## Passage

We generally obtain our content and some of our technology from our
employees or pursuant to work-for-hire arrangements. We also license technology
and content from third parties. In such license arrangements, we generally
obtain representations as to origin and ownership of such content and technology
and the licensors have generally agreed to defend, indemnify and hold us
harmless from any third party claims that such technology or content violates
the rights of another. We cannot be sure that these third party technology and
content protections will be effective or sufficient or that we will be able to
maintain such content or technology on commercially reasonable terms. As a
result, our business, results of operations and financial condition would
suffer.

[Entries drawn from a collection]
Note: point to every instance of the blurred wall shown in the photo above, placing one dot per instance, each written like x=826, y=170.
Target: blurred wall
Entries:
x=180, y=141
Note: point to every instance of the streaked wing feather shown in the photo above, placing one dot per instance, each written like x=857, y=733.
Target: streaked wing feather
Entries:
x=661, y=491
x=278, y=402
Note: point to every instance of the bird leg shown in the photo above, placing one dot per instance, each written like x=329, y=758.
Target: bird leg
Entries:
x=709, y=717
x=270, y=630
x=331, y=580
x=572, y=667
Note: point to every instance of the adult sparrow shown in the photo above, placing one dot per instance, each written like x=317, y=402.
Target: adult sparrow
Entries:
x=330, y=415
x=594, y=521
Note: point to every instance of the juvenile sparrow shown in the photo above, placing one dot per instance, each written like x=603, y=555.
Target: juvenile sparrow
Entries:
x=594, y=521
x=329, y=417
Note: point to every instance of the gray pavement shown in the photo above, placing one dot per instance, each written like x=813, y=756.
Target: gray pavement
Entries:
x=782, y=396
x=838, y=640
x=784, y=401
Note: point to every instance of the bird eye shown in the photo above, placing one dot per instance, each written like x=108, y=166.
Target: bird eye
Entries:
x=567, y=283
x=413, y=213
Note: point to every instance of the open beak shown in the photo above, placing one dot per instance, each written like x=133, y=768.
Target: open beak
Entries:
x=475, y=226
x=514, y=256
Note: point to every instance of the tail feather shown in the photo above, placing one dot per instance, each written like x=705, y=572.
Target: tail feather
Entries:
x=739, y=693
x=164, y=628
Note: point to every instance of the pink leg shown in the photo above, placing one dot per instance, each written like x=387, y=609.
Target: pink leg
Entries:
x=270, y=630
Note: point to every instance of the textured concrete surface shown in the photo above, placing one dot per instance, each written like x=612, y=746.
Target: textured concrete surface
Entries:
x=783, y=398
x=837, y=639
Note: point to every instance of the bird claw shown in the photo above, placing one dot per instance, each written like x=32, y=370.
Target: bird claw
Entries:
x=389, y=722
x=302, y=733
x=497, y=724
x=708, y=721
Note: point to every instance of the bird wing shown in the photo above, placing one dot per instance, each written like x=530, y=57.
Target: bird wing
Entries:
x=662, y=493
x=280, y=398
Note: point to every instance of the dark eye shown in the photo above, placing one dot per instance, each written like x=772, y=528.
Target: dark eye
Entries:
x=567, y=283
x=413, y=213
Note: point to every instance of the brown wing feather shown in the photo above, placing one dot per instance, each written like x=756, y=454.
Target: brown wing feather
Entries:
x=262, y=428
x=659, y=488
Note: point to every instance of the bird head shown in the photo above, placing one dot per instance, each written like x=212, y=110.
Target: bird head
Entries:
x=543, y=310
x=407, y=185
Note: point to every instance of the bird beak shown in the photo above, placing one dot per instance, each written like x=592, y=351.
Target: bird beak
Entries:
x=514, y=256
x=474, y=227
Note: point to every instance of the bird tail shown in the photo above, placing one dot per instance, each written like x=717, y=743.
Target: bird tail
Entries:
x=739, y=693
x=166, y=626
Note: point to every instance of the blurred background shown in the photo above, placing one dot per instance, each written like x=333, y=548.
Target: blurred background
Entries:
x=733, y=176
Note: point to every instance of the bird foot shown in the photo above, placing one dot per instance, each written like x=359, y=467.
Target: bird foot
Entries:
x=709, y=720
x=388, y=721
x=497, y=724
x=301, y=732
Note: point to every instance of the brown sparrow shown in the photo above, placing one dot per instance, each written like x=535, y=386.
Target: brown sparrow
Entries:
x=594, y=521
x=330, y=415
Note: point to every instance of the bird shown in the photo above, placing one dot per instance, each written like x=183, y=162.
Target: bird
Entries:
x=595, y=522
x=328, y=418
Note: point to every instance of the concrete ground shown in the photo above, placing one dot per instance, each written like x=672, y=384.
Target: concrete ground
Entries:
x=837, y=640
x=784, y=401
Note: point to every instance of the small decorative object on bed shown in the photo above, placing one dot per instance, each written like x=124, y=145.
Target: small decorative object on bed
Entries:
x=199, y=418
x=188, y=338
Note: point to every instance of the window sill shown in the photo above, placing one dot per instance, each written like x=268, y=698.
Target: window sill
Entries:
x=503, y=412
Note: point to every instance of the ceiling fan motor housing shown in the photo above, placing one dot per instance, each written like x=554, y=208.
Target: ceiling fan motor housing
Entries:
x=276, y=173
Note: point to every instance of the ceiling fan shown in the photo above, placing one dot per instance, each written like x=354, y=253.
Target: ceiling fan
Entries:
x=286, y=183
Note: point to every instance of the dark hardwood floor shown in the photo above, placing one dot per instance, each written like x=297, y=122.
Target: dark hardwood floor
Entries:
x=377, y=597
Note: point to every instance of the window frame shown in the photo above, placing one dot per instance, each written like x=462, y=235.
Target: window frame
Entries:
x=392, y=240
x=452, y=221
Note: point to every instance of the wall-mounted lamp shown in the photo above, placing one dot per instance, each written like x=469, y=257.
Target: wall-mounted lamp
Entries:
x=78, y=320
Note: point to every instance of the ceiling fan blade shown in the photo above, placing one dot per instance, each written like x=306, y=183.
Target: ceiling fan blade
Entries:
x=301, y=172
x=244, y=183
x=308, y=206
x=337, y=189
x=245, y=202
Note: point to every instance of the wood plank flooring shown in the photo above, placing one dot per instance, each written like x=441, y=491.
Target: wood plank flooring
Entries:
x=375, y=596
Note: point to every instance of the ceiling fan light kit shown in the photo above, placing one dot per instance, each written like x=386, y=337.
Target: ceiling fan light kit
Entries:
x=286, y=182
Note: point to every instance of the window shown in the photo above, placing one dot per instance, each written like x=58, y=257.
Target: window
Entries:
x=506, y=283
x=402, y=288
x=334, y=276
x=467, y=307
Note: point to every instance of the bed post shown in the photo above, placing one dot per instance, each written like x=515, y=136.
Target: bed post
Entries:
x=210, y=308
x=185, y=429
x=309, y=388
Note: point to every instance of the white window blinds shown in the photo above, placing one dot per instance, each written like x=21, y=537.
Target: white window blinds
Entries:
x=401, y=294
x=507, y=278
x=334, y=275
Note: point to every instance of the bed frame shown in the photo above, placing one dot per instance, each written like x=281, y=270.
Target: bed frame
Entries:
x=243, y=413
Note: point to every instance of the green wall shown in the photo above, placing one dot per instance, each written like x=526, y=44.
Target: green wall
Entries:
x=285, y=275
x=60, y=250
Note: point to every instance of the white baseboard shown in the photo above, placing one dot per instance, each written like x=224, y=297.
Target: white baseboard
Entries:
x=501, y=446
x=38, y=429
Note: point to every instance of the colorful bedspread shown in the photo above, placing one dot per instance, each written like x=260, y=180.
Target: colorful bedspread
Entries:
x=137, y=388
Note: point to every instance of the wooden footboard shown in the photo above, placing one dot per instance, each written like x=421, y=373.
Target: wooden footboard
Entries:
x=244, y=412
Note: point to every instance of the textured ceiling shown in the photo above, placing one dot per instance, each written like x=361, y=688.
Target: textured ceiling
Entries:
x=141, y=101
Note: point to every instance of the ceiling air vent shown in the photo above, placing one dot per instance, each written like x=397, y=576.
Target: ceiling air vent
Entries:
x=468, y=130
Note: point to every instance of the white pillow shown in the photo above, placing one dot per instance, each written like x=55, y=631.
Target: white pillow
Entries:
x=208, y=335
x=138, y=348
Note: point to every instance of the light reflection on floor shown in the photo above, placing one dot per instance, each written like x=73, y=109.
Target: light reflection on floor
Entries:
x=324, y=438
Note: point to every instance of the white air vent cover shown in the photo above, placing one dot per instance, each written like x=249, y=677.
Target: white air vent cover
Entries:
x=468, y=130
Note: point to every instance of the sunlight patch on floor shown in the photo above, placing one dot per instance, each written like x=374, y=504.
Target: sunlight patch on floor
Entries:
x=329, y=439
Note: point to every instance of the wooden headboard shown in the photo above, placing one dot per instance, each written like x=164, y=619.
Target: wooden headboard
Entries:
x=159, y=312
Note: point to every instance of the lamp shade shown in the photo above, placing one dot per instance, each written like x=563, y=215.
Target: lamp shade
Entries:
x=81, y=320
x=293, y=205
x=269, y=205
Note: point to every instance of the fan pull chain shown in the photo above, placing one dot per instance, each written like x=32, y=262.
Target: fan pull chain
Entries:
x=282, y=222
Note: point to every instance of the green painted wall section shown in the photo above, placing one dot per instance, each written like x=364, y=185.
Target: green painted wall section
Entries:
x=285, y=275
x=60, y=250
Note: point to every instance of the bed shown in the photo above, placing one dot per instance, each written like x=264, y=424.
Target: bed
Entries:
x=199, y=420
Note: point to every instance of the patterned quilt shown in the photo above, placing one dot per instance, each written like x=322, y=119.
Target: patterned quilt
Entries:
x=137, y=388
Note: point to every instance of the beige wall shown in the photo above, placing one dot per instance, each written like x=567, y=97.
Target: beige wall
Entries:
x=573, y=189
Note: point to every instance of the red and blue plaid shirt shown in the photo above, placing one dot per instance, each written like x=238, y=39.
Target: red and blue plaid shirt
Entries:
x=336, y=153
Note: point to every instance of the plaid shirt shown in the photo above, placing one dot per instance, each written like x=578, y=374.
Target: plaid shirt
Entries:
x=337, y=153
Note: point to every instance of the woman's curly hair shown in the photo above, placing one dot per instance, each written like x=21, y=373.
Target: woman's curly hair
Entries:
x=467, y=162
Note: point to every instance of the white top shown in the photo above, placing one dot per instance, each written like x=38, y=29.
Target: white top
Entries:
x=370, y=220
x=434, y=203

## Work to be completed
Decide whether each statement agrees with the licensing passage, answering yes or no and quoting the words from the passage that settle it. 1. The company licenses technology and content from third parties. 2. The company is certain that the third-party protections will be sufficient. 3. Licensors have generally agreed to defend and indemnify the company against third-party claims. The listing isn't needed for this exercise.

## Finished answer
1. Yes: "We also license technology and content from third parties."
2. No: "We cannot be sure that these third party technology and content protections will be effective or sufficient"
3. Yes: "the licensors have generally agreed to defend, indemnify and hold us harmless from any third party claims"